→ SUPPLIED RECORDS:
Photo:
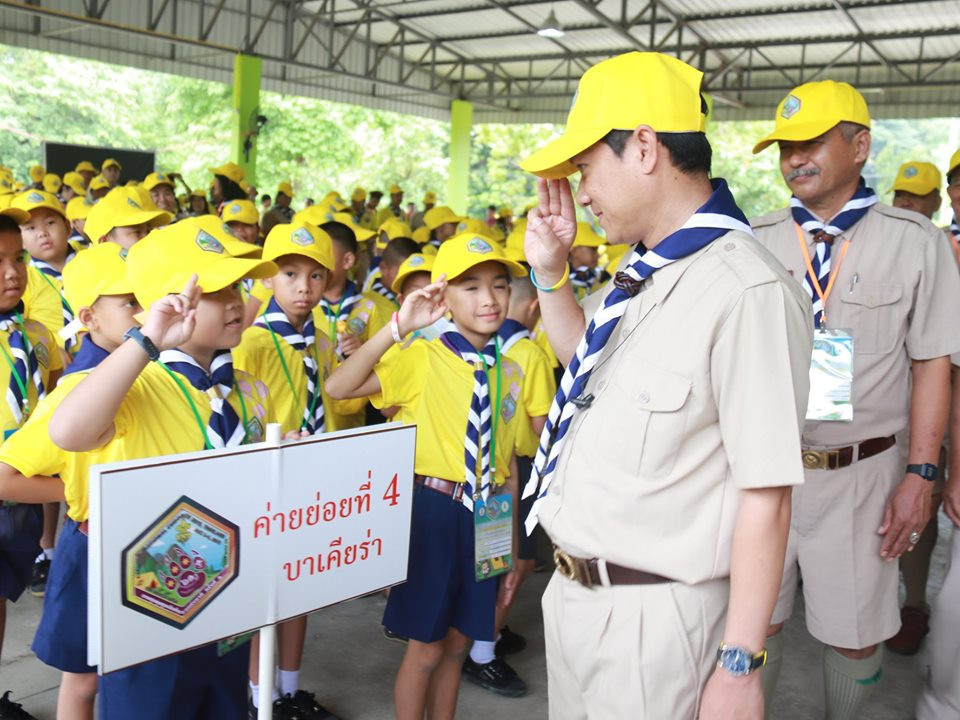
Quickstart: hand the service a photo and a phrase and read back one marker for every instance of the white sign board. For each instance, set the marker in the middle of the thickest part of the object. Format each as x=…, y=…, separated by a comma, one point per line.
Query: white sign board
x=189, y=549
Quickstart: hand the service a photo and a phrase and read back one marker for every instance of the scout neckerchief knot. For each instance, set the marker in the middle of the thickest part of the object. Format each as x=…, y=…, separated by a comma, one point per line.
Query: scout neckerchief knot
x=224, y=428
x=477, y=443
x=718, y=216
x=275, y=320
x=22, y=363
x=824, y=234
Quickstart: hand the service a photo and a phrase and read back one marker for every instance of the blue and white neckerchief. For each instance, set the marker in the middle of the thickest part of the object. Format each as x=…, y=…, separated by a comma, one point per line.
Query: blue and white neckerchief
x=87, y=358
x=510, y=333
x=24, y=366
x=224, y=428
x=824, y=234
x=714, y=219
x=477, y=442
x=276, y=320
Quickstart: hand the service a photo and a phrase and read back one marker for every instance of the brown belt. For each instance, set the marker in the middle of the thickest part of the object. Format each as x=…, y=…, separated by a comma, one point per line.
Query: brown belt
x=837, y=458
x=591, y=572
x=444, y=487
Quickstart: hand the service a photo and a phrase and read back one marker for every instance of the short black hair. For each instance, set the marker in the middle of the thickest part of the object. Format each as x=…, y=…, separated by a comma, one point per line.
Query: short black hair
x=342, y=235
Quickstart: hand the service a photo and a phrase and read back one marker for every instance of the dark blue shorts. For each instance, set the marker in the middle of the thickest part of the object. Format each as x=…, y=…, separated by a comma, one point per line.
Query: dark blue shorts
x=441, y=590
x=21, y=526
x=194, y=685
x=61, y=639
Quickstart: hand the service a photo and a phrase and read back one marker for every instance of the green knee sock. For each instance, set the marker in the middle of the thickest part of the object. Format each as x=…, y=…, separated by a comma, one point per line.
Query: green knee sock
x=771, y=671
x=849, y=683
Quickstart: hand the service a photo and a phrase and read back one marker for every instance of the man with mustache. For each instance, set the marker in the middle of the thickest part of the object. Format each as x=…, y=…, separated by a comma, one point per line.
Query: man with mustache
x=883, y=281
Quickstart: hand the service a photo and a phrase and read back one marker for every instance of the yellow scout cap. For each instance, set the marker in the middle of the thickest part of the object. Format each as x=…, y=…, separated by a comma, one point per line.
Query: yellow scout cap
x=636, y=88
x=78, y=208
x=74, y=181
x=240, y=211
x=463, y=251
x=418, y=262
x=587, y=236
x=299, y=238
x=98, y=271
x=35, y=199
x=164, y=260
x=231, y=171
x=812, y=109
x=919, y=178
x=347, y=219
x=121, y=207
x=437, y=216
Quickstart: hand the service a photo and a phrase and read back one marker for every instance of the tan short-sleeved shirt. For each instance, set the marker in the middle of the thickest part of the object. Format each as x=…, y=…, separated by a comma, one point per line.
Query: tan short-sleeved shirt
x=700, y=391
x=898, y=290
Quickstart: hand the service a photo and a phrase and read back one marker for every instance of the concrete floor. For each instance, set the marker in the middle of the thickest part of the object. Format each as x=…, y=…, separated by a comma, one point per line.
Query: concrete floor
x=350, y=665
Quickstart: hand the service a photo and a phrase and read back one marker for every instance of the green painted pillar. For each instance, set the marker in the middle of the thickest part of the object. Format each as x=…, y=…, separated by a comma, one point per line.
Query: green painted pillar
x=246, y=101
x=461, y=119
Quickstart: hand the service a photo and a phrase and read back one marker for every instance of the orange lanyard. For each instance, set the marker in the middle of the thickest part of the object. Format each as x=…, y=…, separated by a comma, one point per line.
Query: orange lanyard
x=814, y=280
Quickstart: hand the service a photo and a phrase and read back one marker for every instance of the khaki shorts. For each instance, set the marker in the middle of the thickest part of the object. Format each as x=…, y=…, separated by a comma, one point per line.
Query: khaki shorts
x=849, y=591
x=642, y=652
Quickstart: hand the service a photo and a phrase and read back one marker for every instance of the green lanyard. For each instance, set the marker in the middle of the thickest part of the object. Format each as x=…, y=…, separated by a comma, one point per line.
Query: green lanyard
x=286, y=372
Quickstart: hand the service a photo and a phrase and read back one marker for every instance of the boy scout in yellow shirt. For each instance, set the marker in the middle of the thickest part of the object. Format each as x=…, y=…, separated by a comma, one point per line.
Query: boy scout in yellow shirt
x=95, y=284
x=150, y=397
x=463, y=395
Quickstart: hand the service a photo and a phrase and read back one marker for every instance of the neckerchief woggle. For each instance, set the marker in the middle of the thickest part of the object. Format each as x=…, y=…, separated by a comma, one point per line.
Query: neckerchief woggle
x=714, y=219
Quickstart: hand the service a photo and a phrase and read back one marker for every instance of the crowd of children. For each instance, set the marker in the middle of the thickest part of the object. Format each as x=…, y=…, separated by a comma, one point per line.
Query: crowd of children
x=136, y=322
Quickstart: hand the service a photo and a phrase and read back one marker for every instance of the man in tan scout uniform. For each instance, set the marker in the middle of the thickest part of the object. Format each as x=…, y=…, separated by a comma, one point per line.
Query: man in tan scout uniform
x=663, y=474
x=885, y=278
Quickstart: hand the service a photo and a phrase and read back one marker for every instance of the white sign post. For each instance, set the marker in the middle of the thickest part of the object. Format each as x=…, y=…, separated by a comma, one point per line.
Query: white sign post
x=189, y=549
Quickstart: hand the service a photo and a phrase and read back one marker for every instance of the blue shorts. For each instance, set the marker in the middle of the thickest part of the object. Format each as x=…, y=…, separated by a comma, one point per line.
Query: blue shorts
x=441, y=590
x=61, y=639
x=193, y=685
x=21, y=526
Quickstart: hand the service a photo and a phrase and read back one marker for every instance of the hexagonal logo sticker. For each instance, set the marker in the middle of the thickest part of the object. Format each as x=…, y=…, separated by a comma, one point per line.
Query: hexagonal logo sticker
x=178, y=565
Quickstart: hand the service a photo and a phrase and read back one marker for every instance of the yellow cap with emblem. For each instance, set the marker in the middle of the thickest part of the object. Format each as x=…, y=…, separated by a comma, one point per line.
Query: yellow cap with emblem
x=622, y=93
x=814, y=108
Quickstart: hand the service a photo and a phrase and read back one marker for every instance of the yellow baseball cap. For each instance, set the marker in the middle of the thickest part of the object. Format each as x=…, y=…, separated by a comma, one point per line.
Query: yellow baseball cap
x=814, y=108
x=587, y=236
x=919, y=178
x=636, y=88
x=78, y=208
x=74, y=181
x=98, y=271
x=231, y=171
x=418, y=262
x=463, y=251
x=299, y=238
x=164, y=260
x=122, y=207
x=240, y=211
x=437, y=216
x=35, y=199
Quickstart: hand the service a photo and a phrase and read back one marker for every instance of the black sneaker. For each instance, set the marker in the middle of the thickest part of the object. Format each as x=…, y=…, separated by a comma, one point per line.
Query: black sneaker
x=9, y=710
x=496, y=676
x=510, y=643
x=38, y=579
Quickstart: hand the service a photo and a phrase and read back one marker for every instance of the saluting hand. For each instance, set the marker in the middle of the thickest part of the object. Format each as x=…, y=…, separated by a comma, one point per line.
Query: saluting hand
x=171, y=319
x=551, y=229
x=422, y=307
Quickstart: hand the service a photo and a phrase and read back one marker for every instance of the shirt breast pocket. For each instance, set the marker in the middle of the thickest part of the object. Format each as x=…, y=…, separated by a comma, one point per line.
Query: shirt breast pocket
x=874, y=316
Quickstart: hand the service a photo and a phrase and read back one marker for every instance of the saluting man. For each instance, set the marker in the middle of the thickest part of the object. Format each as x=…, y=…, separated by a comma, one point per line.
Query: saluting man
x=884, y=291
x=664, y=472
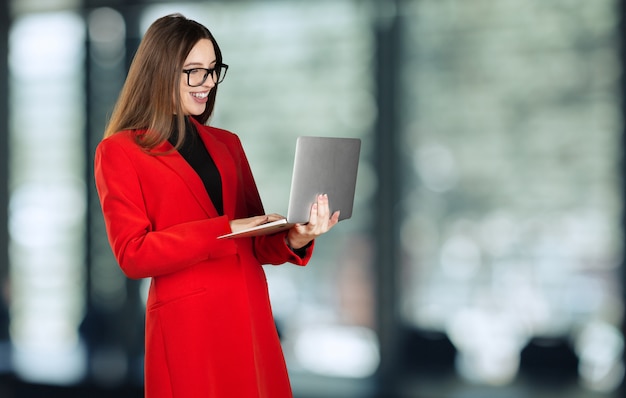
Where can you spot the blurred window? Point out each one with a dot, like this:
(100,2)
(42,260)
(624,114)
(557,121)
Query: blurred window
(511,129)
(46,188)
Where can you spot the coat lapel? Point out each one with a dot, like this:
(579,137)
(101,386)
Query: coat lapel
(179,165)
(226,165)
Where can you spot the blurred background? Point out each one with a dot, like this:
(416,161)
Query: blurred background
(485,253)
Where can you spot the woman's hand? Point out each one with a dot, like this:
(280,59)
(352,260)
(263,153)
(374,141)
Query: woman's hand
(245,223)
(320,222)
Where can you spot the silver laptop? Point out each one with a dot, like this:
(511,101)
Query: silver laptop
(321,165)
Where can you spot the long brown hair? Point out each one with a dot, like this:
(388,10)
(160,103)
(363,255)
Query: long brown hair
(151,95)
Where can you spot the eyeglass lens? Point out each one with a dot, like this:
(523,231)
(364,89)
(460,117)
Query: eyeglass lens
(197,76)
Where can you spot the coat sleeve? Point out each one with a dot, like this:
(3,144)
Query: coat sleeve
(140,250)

--

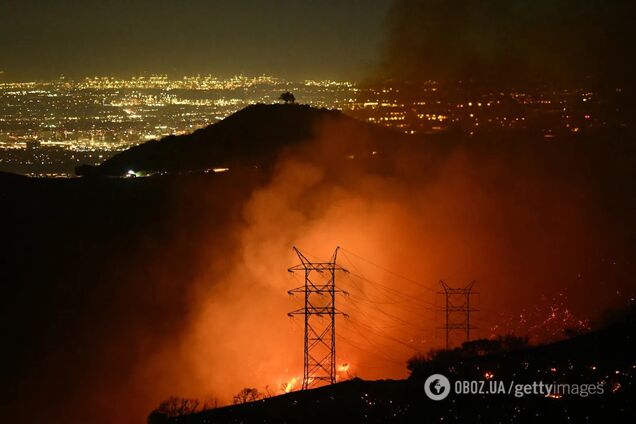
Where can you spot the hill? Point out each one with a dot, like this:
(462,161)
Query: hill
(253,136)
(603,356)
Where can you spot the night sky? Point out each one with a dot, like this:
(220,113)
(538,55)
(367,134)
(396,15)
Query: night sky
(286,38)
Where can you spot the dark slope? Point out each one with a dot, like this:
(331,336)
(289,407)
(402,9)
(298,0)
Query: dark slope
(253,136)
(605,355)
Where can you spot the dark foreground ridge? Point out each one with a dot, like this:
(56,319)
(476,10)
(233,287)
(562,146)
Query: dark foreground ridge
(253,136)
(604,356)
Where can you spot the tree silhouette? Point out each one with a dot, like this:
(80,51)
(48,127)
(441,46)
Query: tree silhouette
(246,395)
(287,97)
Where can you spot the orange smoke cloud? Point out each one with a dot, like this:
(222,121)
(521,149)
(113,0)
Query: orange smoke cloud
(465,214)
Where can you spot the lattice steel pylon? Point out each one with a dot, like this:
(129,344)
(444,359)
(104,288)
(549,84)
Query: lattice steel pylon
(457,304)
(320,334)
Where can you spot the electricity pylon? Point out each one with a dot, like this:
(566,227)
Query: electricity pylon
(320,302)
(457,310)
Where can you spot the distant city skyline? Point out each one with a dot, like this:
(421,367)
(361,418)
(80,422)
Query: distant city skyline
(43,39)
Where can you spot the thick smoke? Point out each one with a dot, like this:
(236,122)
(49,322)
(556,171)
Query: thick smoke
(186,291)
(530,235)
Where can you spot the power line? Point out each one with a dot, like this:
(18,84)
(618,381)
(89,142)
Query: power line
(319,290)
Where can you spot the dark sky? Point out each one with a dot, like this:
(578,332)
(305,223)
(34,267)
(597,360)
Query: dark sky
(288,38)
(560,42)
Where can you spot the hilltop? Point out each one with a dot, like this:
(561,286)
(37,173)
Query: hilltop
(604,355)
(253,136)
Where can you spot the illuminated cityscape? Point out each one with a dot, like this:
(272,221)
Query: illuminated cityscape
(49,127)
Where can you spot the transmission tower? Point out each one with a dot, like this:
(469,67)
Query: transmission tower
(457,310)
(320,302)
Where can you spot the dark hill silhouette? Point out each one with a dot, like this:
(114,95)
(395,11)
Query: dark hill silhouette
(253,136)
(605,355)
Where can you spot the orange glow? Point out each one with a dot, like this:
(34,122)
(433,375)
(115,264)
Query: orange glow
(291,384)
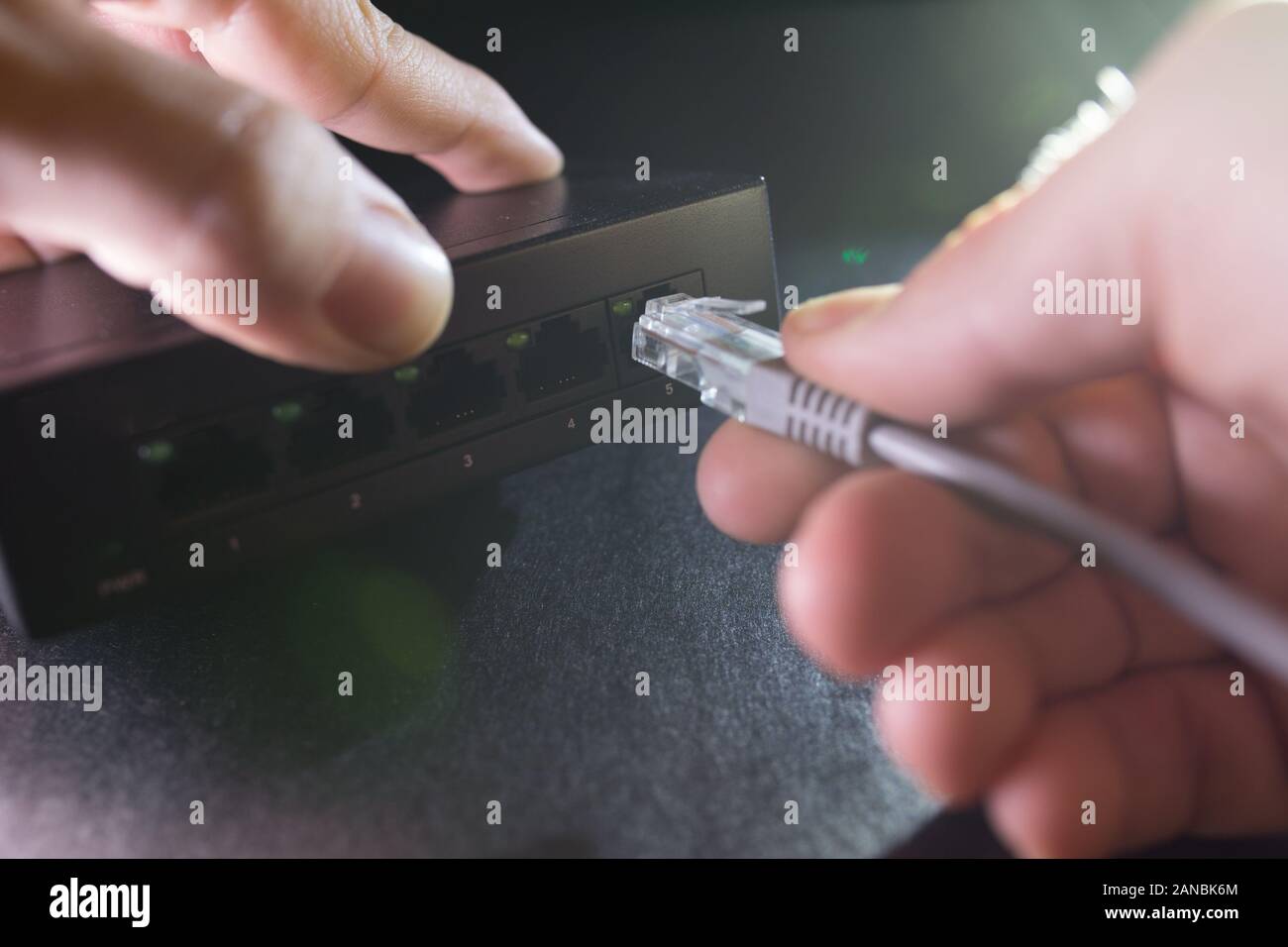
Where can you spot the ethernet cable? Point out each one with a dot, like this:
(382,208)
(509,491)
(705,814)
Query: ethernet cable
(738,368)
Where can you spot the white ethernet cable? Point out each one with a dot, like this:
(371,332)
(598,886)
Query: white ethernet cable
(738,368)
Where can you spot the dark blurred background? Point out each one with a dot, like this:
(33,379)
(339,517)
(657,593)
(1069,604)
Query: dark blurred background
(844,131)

→ WHAT YOU NEED TO DO:
Which rows contain the string "cable"? Return every one of them in full, treating case as significant.

→ ANSWER TO THIS TASK:
Where can you spot the ethernet cable? Point out each one with a dot, like this:
Query: ethernet cable
Where can you spot the white ethernet cable? Point out each one with a dot, like this:
Query: white ethernet cable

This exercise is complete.